# He eats only when next to me



## Ellie NY (Aug 27, 2010)

At the trainer's suggestion, I moved Eli's water and food bowl into his Xpen (to help him learn to love it more). Prior to that it was in the kitchen. Regardless of where it was, he only eats if someone is standing next to him. If we walk away he immediately stops and follows us, whether he had one bite or ten. 

I think this explains why he won't eat his kibble from a Kong. I tried giving his food in the Kong (unfrozen so it's easier) again this morning but after two licks he wasn't interested in working for his meal . Eating for him is likely a social/pack experience and he simply isn't interested in hours (or minutes) of "solitary" eating. Anyone have any advice about how to get him to eat without one of us present?


----------



## clare (Feb 6, 2010)

This is fairly typical of Havs, our eldest Dizzie would only eat if I was standing close by,and he has never been that bothered about food,unless it was special or treat food,our vet said this is a good thing because the last thing you want an over weight dog,and he won't starve himself,that said since Nellie has arrived he has started eating more and we do not have to be standing over him.Nellie eats loads and has never worried about us being close by whilst she eats.I think a number of the Havs on here like their owners present whilst they eat.

Items from a labeling collection:
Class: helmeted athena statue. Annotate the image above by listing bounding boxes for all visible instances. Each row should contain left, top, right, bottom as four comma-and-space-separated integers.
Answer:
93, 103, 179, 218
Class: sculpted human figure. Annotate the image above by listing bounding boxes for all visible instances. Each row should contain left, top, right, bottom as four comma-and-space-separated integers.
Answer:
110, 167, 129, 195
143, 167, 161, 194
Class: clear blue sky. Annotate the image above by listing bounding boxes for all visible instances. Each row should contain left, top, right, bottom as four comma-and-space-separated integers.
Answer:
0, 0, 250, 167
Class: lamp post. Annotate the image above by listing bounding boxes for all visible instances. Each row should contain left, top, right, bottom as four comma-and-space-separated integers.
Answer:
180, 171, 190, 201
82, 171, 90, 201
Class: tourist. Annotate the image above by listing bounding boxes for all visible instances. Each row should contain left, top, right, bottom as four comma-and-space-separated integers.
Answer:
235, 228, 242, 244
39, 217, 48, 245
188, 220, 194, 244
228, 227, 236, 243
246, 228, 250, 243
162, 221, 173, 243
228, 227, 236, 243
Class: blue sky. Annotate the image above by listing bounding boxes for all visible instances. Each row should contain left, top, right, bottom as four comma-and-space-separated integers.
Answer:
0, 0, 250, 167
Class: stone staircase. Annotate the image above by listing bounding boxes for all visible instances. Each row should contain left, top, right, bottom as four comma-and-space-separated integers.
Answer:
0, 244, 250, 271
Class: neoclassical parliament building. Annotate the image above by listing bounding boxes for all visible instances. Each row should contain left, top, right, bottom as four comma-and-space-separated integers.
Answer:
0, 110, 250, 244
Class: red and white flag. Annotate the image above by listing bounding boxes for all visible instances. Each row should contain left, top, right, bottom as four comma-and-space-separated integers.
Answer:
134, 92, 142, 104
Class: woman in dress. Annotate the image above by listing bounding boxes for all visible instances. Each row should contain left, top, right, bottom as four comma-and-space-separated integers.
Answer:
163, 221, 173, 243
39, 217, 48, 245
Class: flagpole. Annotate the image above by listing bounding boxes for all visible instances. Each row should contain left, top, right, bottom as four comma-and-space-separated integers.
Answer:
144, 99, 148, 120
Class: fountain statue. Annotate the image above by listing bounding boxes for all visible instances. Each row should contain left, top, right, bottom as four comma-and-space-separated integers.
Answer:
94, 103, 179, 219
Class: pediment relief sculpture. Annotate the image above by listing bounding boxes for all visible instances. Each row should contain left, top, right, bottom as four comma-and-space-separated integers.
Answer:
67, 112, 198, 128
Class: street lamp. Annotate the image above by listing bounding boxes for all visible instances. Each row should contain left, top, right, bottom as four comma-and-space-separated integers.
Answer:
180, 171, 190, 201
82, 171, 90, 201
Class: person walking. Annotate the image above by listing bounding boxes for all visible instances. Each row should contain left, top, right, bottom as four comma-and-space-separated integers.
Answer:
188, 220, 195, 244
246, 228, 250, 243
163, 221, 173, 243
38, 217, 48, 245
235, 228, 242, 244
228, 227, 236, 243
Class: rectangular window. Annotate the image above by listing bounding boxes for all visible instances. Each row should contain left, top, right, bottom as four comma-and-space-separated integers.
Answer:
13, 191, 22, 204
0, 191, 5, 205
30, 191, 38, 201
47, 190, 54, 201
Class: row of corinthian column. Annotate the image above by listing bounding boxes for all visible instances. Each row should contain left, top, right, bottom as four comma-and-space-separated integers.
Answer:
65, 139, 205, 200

_Directions for this task_:
Answer these questions from the forum thread about a dog that eats only when someone is near:
1. Where was Eli's food bowl before it was moved into his Xpen?
2. What does Eli do if people walk away while he is eating?
3. What changed in Dizzie's eating after Nellie arrived?

_Task output_:
1. In the kitchen.
2. He immediately stops eating and follows them.
3. He started eating more, and the owners no longer have to stand over him.